## MATERIAL FOR THIS EXERCISE
##########
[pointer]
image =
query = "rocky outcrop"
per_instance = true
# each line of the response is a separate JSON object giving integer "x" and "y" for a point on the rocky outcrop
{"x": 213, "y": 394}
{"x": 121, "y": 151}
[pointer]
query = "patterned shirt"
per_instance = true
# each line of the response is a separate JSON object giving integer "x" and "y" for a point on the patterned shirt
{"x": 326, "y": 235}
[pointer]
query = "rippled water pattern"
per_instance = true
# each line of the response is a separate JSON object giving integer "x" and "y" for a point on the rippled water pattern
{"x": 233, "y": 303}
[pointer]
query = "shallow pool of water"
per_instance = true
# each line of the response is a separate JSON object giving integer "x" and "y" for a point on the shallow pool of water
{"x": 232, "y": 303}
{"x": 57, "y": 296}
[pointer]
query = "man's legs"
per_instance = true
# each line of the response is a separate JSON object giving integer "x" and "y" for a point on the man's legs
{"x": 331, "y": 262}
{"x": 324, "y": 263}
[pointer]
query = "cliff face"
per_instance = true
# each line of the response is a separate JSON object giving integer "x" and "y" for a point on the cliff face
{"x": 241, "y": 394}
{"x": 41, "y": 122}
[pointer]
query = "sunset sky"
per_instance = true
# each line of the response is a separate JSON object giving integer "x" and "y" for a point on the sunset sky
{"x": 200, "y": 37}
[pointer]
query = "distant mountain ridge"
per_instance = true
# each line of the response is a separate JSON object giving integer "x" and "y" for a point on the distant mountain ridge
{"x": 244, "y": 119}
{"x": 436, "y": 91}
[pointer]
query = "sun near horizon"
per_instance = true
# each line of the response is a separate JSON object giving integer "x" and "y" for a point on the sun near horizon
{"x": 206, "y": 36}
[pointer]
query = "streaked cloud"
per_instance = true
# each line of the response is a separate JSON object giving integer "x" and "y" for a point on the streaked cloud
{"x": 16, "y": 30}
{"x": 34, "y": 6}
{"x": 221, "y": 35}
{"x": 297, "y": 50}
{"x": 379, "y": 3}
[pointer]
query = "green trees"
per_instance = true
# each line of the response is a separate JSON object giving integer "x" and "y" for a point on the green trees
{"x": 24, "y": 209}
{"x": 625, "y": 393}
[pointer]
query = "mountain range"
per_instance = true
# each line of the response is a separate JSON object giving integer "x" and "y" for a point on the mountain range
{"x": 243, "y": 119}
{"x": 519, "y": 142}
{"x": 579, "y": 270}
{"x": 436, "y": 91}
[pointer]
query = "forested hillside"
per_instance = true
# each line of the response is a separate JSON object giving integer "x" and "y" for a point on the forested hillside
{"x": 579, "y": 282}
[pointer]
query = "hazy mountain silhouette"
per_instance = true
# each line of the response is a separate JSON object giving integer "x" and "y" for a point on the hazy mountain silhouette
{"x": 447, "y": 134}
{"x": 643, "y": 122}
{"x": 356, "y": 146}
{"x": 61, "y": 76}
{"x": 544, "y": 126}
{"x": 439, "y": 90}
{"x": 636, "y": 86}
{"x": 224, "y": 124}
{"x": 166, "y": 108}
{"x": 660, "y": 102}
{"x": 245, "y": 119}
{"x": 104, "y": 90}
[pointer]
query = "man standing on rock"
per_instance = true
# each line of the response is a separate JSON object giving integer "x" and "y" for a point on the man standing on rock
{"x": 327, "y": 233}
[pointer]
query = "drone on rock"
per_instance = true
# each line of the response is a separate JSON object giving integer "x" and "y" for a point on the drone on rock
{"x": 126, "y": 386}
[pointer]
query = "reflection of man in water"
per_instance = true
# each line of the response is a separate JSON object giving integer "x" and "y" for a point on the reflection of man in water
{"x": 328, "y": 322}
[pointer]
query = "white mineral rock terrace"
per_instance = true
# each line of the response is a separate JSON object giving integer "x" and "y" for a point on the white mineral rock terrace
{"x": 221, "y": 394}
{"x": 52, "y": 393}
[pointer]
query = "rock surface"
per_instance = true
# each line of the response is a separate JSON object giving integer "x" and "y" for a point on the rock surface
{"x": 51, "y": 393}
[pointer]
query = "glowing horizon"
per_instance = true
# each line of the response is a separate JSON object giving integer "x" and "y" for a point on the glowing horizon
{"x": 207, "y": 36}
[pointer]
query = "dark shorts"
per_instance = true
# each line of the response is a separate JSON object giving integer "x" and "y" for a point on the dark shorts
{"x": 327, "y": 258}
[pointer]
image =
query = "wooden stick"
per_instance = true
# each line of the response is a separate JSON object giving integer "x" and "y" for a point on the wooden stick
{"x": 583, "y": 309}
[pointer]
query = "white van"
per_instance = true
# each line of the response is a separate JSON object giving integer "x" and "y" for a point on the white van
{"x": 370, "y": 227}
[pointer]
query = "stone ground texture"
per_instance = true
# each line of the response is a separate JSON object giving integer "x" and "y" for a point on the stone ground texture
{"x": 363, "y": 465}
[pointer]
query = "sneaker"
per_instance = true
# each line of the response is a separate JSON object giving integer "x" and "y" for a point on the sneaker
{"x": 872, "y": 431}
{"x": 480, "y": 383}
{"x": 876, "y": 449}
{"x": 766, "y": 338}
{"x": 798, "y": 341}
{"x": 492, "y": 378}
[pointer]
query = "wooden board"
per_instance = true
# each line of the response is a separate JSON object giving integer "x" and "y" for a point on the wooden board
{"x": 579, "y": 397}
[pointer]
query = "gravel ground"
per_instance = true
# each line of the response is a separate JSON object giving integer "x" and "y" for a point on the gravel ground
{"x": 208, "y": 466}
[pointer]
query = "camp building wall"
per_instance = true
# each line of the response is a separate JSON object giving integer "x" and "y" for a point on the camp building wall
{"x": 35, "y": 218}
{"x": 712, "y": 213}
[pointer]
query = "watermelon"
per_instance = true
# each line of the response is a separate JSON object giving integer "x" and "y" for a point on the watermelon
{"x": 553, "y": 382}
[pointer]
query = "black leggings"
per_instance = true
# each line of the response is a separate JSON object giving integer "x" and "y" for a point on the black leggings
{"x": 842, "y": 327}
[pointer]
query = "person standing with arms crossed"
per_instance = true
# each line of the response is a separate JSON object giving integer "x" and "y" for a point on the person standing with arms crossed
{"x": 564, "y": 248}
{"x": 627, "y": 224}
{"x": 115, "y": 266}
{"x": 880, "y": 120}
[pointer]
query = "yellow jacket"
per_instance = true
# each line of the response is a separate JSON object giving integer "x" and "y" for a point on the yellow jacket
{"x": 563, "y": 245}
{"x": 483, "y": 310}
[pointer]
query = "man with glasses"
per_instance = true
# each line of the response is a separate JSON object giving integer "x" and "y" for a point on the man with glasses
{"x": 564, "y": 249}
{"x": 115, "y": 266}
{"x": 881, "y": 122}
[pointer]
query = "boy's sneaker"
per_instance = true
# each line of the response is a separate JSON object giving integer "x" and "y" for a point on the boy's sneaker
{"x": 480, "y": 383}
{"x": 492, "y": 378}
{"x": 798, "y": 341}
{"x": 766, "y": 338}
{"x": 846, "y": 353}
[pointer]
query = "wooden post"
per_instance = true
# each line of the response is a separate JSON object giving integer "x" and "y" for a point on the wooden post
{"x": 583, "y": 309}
##########
## WHAT TO PRODUCE
Output the listing exactly, from first line to last.

## TASK RESPONSE
[pointer]
image =
query = "rocky outcrop"
per_instance = true
# each line of the response is a separate JSON object giving integer "x" and "y" for a point on the rocky outcrop
{"x": 213, "y": 394}
{"x": 121, "y": 151}
[pointer]
query = "patterned shirt"
per_instance = true
# each line of the response is a separate JSON object giving integer "x" and "y" for a point on the patterned shirt
{"x": 326, "y": 235}
[pointer]
query = "rippled water pattern"
per_instance = true
# each line of the response is a separate JSON object giving integer "x" and "y" for a point on the rippled water pattern
{"x": 233, "y": 303}
[pointer]
query = "shallow pool of water"
per_instance = true
# each line of the response is a separate JSON object giving integer "x" and "y" for a point on the shallow pool of water
{"x": 232, "y": 303}
{"x": 57, "y": 296}
[pointer]
query = "man's legs"
per_instance = true
# each line of the response is a separate JSON object giving integer "x" and "y" for a point on the man's legs
{"x": 331, "y": 262}
{"x": 324, "y": 263}
[pointer]
query = "cliff face"
per_instance = true
# each line of the response is a separate JSON object giving integer "x" and "y" for a point on the cliff face
{"x": 241, "y": 394}
{"x": 41, "y": 122}
[pointer]
query = "sunset sky"
per_instance = true
# each line of the response is a separate JSON object giving integer "x" and "y" for a point on the sunset sky
{"x": 200, "y": 37}
[pointer]
query = "distant mountain ridge"
per_instance = true
# each line of the response is a separate JSON object giving integer "x" and "y" for a point on the distant mountain ridge
{"x": 244, "y": 119}
{"x": 436, "y": 91}
[pointer]
query = "sun near horizon"
per_instance = true
# each line of the response is a separate JSON object giving integer "x" and "y" for a point on the sun near horizon
{"x": 206, "y": 36}
[pointer]
query = "streaked cloud"
per_instance = true
# each line of the response is a separate JSON object giving integer "x" and "y" for a point on the streaked cloud
{"x": 16, "y": 30}
{"x": 34, "y": 6}
{"x": 221, "y": 35}
{"x": 297, "y": 50}
{"x": 379, "y": 3}
[pointer]
query = "green trees"
per_instance = true
# each line of the response is a separate JSON object giving integer "x" and "y" for a point on the green trees
{"x": 24, "y": 209}
{"x": 625, "y": 393}
[pointer]
query = "mountain range"
per_instance = true
# each line of the response is a separate JSON object giving integer "x" and "y" for a point on the mountain range
{"x": 243, "y": 119}
{"x": 519, "y": 142}
{"x": 579, "y": 270}
{"x": 436, "y": 91}
[pointer]
query = "forested hillside"
per_instance = true
# each line of the response is a separate JSON object giving integer "x" and "y" for a point on the forested hillside
{"x": 579, "y": 282}
[pointer]
query = "hazy mountain silhouette"
per_instance = true
# each line of the response is a separate JSON object giving integer "x" and "y" for a point on the hazy mountain silhouette
{"x": 447, "y": 134}
{"x": 643, "y": 122}
{"x": 356, "y": 146}
{"x": 61, "y": 76}
{"x": 544, "y": 126}
{"x": 439, "y": 90}
{"x": 636, "y": 86}
{"x": 224, "y": 124}
{"x": 166, "y": 108}
{"x": 660, "y": 102}
{"x": 245, "y": 119}
{"x": 104, "y": 90}
[pointer]
query = "man standing on rock"
per_instance = true
# each line of the response is a separate JSON object giving integer "x" and "y" for a point on the man standing on rock
{"x": 327, "y": 233}
[pointer]
query = "drone on rock"
per_instance = true
# each line of the response is a separate JSON object giving integer "x" and "y" for a point on the drone on rock
{"x": 126, "y": 386}
[pointer]
query = "reflection of man in water"
per_instance = true
# each line of the response is a separate JSON object giving integer "x" and "y" for a point on the reflection of man in water
{"x": 328, "y": 322}
[pointer]
query = "white mineral rock terrace"
per_instance = true
# each line of the response is a separate JSON object giving integer "x" and "y" for a point on the white mineral rock terrace
{"x": 221, "y": 394}
{"x": 52, "y": 393}
[pointer]
query = "rock surface"
per_instance = true
# each line of the response is a separate JSON object giving integer "x" and "y" for a point on the rock surface
{"x": 51, "y": 393}
[pointer]
query = "glowing horizon"
per_instance = true
# each line of the response is a separate JSON object giving integer "x" and "y" for a point on the glowing horizon
{"x": 207, "y": 36}
[pointer]
query = "dark shorts"
per_instance = true
# each line of the response is a separate JSON object giving integer "x" and "y" for a point on the dark shorts
{"x": 327, "y": 258}
[pointer]
image =
query = "wooden stick"
per_instance = true
# each line of the response is a separate JSON object giving integer "x" and "y" for a point on the wooden stick
{"x": 583, "y": 309}
[pointer]
query = "white van"
per_instance = true
# each line of the response is a separate JSON object giving integer "x" and "y" for a point on the white van
{"x": 370, "y": 227}
[pointer]
query = "stone ground texture"
per_instance = true
# each line of the response is a separate JSON object giving integer "x" and "y" for a point on the stone ground texture
{"x": 363, "y": 465}
[pointer]
query = "sneaker"
per_instance = true
# each line of the response is a separate JSON object giving integer "x" and "y" for a point on the sneaker
{"x": 872, "y": 431}
{"x": 480, "y": 383}
{"x": 876, "y": 449}
{"x": 766, "y": 338}
{"x": 798, "y": 341}
{"x": 492, "y": 378}
[pointer]
query = "wooden board"
per_instance = true
# each line of the response is a separate JSON object giving integer "x" and "y" for a point on the wooden board
{"x": 579, "y": 397}
[pointer]
query = "gravel ground"
per_instance = true
# each line of the response is a separate JSON object giving integer "x" and "y" for a point on the gravel ground
{"x": 208, "y": 466}
[pointer]
query = "camp building wall"
per_instance = true
# each line of the response is a separate JSON object giving integer "x" and "y" for a point on the camp building wall
{"x": 35, "y": 218}
{"x": 712, "y": 213}
[pointer]
query = "watermelon"
per_instance = true
# each line of the response is a separate JSON object giving integer "x" and "y" for a point on the watermelon
{"x": 553, "y": 382}
[pointer]
query = "black leggings"
per_instance = true
# each line of the response is a separate JSON object giving integer "x" and "y" for a point on the black leggings
{"x": 842, "y": 327}
[pointer]
query = "person standing with arms crossed"
per_instance = true
# each line of the response is a separate JSON object giving integer "x" and "y" for a point on the person standing with arms crossed
{"x": 564, "y": 248}
{"x": 627, "y": 224}
{"x": 115, "y": 266}
{"x": 880, "y": 120}
[pointer]
query = "yellow jacket"
per_instance = true
# each line of the response is a separate JSON object giving integer "x" and "y" for a point on the yellow jacket
{"x": 563, "y": 245}
{"x": 483, "y": 310}
[pointer]
query = "man with glasses"
per_instance = true
# each line of the response is a separate JSON object giving integer "x" and "y" for a point on the man with glasses
{"x": 564, "y": 249}
{"x": 115, "y": 266}
{"x": 881, "y": 122}
[pointer]
query = "boy's sneaker"
per_instance = true
# each line of the response is a separate JSON object giving integer "x" and "y" for a point on the boy's sneaker
{"x": 480, "y": 383}
{"x": 492, "y": 378}
{"x": 798, "y": 341}
{"x": 766, "y": 338}
{"x": 846, "y": 353}
[pointer]
query = "wooden post"
per_instance = true
# each line of the response is a separate JSON object giving integer "x" and "y" for a point on the wooden post
{"x": 583, "y": 309}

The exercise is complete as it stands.